** begin **

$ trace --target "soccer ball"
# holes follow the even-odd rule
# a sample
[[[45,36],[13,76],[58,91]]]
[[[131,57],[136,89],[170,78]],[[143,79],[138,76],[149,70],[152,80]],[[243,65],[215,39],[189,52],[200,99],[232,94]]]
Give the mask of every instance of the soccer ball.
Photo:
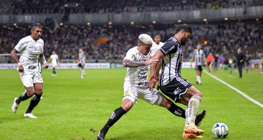
[[[212,133],[214,137],[217,139],[225,138],[228,134],[228,132],[227,126],[223,123],[216,123],[212,128]]]

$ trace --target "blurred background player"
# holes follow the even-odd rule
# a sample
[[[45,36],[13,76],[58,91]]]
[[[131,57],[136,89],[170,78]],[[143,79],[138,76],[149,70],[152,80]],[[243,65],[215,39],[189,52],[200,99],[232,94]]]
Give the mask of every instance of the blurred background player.
[[[20,72],[20,78],[27,92],[19,98],[15,98],[12,107],[13,113],[16,112],[21,101],[34,95],[24,115],[25,117],[37,118],[31,112],[40,101],[43,92],[43,80],[38,66],[39,59],[40,62],[44,62],[46,68],[49,67],[43,55],[44,41],[40,38],[42,31],[39,24],[32,25],[31,35],[21,39],[11,53],[12,58],[17,63],[17,69]],[[21,54],[19,60],[16,54],[18,52]]]
[[[192,68],[192,64],[194,59],[195,66],[195,71],[196,71],[196,80],[195,82],[198,84],[200,85],[202,85],[201,76],[203,70],[203,62],[205,61],[205,65],[207,64],[205,55],[204,51],[201,49],[202,48],[202,46],[199,44],[196,46],[196,49],[194,50],[192,56],[191,65],[190,66]]]
[[[58,60],[58,56],[56,54],[56,52],[55,51],[52,51],[52,54],[50,55],[50,57],[49,58],[49,60],[48,60],[47,63],[48,63],[49,62],[50,60],[52,62],[52,67],[53,68],[53,73],[51,76],[57,76],[57,73],[56,72],[56,66],[57,66],[57,62],[58,65],[59,65],[59,60]]]
[[[81,73],[81,76],[80,78],[83,79],[84,76],[86,74],[84,73],[84,67],[85,64],[85,61],[86,61],[86,56],[85,54],[83,51],[82,49],[79,49],[79,65],[78,65],[78,70]]]
[[[246,58],[245,59],[245,66],[246,69],[246,73],[248,73],[248,68],[249,68],[249,60],[250,59],[250,55],[248,52],[248,51],[246,51]]]
[[[238,72],[239,72],[239,78],[242,78],[242,67],[244,63],[244,60],[245,56],[241,52],[241,49],[239,48],[238,49],[237,52],[236,54],[236,59],[237,64],[238,68]]]
[[[153,55],[158,50],[161,48],[161,47],[163,46],[164,43],[160,41],[161,41],[161,35],[159,34],[156,34],[154,35],[154,38],[153,38],[154,40],[154,42],[153,43],[153,46],[152,48],[151,48],[150,53]],[[159,78],[161,76],[161,73],[162,73],[162,69],[160,69],[159,72]],[[159,82],[157,84],[157,88],[156,89],[157,90],[159,90]]]
[[[214,68],[215,71],[217,71],[217,67],[218,66],[218,65],[220,64],[220,61],[219,61],[219,56],[218,55],[218,54],[216,53],[215,55],[214,55],[214,60],[213,61],[213,63],[214,63]]]
[[[209,72],[211,71],[210,68],[213,66],[213,61],[214,60],[214,56],[212,52],[210,52],[209,55],[207,56],[207,62],[208,63],[207,65],[207,68],[208,69],[208,71]]]

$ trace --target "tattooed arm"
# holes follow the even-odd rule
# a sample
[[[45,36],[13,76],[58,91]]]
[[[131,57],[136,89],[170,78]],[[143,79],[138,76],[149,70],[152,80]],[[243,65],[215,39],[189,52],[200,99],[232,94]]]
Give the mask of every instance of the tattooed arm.
[[[155,63],[159,61],[157,58],[153,58],[145,62],[138,62],[132,60],[128,59],[123,60],[122,63],[123,66],[128,68],[134,68],[143,66],[148,66],[153,63]]]

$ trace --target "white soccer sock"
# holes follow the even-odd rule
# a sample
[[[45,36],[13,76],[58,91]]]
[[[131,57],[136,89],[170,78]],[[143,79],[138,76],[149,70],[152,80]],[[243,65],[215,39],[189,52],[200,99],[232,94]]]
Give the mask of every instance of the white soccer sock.
[[[188,120],[188,112],[189,111],[189,108],[188,106],[185,109],[185,126],[186,126],[187,120]]]
[[[189,124],[195,125],[195,121],[196,115],[198,112],[198,108],[199,104],[201,102],[202,98],[198,96],[193,96],[191,97],[189,102],[188,103],[188,107],[189,110],[188,111],[188,116],[186,117],[186,118],[187,118],[186,121],[187,122],[186,123],[186,125]]]
[[[201,83],[201,78],[200,75],[196,76],[196,78],[197,79],[197,81],[198,82],[198,83],[200,84]]]
[[[81,70],[80,69],[78,69],[78,70],[80,72],[80,73],[82,73],[82,71],[81,71]]]

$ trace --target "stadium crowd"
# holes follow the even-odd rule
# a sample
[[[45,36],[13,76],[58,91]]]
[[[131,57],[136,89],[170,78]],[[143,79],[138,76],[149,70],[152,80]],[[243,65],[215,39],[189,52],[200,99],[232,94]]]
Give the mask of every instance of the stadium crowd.
[[[262,25],[240,25],[233,23],[190,26],[193,31],[190,40],[185,46],[182,47],[184,57],[186,59],[191,57],[193,50],[198,43],[203,46],[202,49],[207,55],[212,52],[224,56],[234,53],[238,48],[243,50],[263,41]],[[143,29],[140,26],[111,28],[94,26],[92,28],[70,26],[68,28],[60,27],[53,34],[43,28],[41,38],[44,41],[44,54],[47,57],[54,50],[62,59],[77,59],[78,49],[81,48],[88,59],[121,59],[129,48],[137,45],[138,37],[141,34],[146,33],[153,38],[155,34],[160,34],[161,41],[164,42],[174,35],[177,28],[170,26],[165,28],[166,29],[161,30],[158,29],[158,26],[153,30],[148,27]],[[11,30],[1,27],[0,53],[10,53],[20,39],[30,34],[30,28],[27,28],[24,30],[14,28]],[[97,38],[101,37],[108,37],[109,40],[105,44],[93,43]]]
[[[4,1],[3,0],[1,0]],[[4,14],[26,13],[109,13],[194,10],[198,8],[216,9],[248,6],[255,0],[6,0],[9,4],[2,7]],[[68,12],[67,12],[67,11]]]

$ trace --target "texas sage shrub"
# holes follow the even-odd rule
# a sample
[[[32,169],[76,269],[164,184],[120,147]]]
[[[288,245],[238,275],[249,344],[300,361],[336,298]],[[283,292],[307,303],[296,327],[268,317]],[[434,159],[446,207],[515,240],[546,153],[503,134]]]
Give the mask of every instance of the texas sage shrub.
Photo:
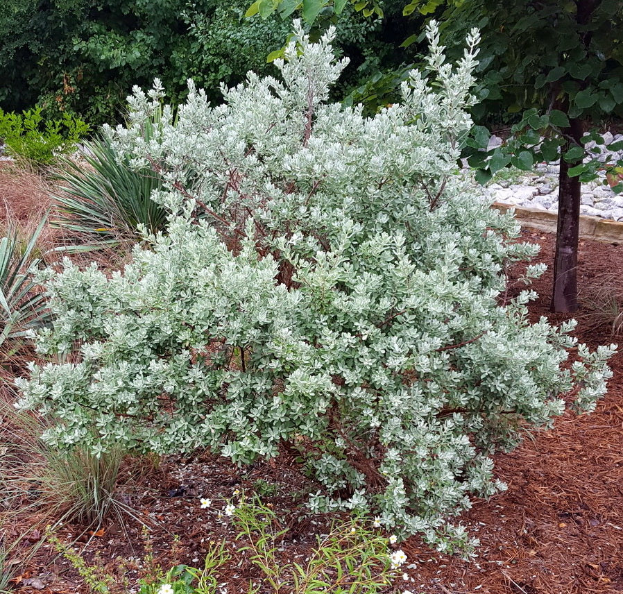
[[[330,31],[311,43],[298,24],[280,80],[250,74],[214,108],[191,83],[148,138],[162,89],[135,90],[128,127],[107,133],[165,180],[169,232],[112,275],[40,274],[49,362],[18,383],[21,407],[56,416],[48,442],[207,446],[241,464],[287,447],[323,487],[313,509],[454,550],[469,538],[449,518],[504,488],[493,452],[565,402],[595,405],[614,346],[531,324],[533,291],[503,298],[505,265],[537,248],[456,168],[477,33],[452,67],[427,33],[429,76],[374,117],[327,101],[345,60]]]

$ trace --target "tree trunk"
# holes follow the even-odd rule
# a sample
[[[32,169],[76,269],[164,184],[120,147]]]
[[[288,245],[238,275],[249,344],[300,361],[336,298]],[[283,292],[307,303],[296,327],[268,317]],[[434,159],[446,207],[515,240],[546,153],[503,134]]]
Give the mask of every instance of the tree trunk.
[[[582,122],[570,119],[570,127],[563,130],[567,138],[561,147],[561,155],[574,145],[579,145],[583,133]],[[580,227],[580,189],[579,177],[569,177],[569,169],[577,163],[567,163],[561,157],[558,174],[558,231],[554,261],[552,312],[574,312],[578,308],[577,262],[578,235]]]

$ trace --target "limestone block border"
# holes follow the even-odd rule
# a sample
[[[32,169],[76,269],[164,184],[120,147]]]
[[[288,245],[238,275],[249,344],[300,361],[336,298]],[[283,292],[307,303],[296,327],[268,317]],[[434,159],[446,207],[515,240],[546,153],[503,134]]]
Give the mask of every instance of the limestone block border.
[[[558,226],[558,217],[554,212],[526,208],[494,202],[494,208],[506,212],[511,208],[515,210],[515,218],[522,227],[530,227],[540,231],[555,233]],[[605,241],[608,244],[623,244],[623,222],[599,219],[598,217],[580,215],[580,237],[583,239],[592,239],[595,241]]]

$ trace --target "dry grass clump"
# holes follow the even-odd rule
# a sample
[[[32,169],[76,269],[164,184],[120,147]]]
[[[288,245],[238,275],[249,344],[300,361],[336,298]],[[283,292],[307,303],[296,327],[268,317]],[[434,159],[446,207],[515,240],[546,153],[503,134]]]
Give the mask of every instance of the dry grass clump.
[[[602,275],[579,295],[584,319],[590,330],[608,329],[623,336],[623,282],[614,273]]]

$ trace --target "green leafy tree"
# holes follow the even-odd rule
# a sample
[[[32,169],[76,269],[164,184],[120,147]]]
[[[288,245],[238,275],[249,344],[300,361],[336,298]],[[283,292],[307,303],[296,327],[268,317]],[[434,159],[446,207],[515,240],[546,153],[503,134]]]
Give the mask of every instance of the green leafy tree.
[[[361,88],[383,68],[400,65],[392,36],[402,0],[387,0],[385,21],[336,22],[336,44],[351,59],[334,95],[351,91],[373,108],[385,94]],[[22,111],[38,104],[46,118],[75,112],[94,127],[122,121],[134,85],[162,80],[171,100],[186,96],[186,81],[221,103],[219,85],[237,84],[246,72],[274,71],[267,56],[281,48],[289,23],[246,19],[247,0],[6,0],[0,12],[0,107]],[[312,32],[317,38],[327,22]],[[390,78],[393,80],[395,76]],[[397,99],[396,85],[391,91]]]
[[[374,0],[353,0],[353,5],[364,15],[382,15]],[[327,7],[341,12],[345,6],[344,0],[257,0],[248,14],[257,10],[264,16],[273,11],[284,15],[300,9],[312,22]],[[552,308],[574,311],[581,184],[596,178],[600,169],[613,173],[609,179],[614,181],[623,173],[623,160],[598,158],[604,139],[595,129],[604,118],[623,117],[623,4],[619,0],[413,0],[403,14],[418,12],[441,16],[442,39],[451,49],[470,27],[481,31],[477,120],[500,112],[523,112],[510,142],[491,153],[486,152],[488,130],[474,129],[463,154],[479,169],[477,178],[484,181],[509,164],[529,170],[535,162],[561,155]],[[416,38],[411,36],[405,44]],[[591,142],[597,146],[588,151],[585,145]],[[608,148],[616,151],[623,144]],[[622,187],[619,184],[615,190]]]
[[[476,130],[470,160],[482,168],[481,178],[508,164],[529,170],[561,158],[552,308],[574,311],[581,184],[600,169],[616,175],[623,166],[616,157],[601,155],[604,140],[596,129],[604,119],[623,117],[623,4],[464,0],[444,19],[450,45],[467,22],[482,32],[480,93],[486,99],[480,114],[499,106],[524,110],[506,145],[488,154],[481,152],[486,130]],[[589,151],[591,141],[597,146]],[[623,143],[608,146],[622,148]],[[619,185],[615,191],[620,189]]]

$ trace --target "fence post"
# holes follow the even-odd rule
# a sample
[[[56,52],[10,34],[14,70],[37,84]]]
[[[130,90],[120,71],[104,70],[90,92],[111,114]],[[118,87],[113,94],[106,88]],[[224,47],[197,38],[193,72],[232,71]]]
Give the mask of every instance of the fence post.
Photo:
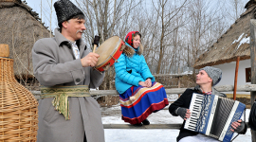
[[[256,44],[255,44],[256,20],[250,19],[250,62],[251,62],[251,84],[256,84]],[[256,97],[256,92],[250,92],[250,107]],[[256,142],[255,131],[251,130],[251,141]]]

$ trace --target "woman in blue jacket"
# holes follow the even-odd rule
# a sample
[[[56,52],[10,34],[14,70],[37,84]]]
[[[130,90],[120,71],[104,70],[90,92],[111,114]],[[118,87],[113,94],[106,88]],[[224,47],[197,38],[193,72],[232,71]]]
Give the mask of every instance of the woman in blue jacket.
[[[148,115],[169,104],[163,85],[155,81],[142,55],[140,38],[138,31],[129,32],[123,53],[115,63],[121,117],[135,126],[149,125]]]

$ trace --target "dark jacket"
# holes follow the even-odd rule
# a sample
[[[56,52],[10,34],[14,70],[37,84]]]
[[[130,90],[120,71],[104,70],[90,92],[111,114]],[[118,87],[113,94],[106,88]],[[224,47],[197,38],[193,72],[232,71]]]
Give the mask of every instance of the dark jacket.
[[[170,114],[172,114],[174,116],[177,116],[177,115],[175,114],[175,110],[178,107],[183,107],[183,108],[190,108],[191,105],[191,100],[192,100],[192,97],[193,93],[199,93],[202,94],[201,89],[199,88],[199,86],[194,87],[193,89],[187,89],[181,96],[180,98],[174,101],[174,103],[172,103],[169,107],[169,112]],[[227,96],[223,93],[218,92],[215,88],[212,87],[212,94],[213,95],[217,95],[223,98],[226,98]],[[177,141],[179,141],[181,138],[186,137],[186,136],[192,136],[192,135],[196,135],[198,134],[198,133],[196,132],[192,132],[192,131],[189,131],[184,129],[184,125],[185,125],[185,120],[183,121],[183,124],[180,128],[180,132],[179,134],[177,136]]]

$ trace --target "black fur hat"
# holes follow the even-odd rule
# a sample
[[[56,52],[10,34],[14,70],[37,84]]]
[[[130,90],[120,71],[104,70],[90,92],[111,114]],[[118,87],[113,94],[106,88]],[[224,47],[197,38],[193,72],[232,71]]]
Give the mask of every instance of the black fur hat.
[[[54,9],[58,18],[58,25],[78,14],[84,15],[82,11],[69,0],[58,0],[54,3]]]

** end **

▶ _Work required_
Copy out every line in the entries above that contains the word "white".

▶ _Answer for the task_
$ trace --target "white soccer sock"
Give the mask of every instance of the white soccer sock.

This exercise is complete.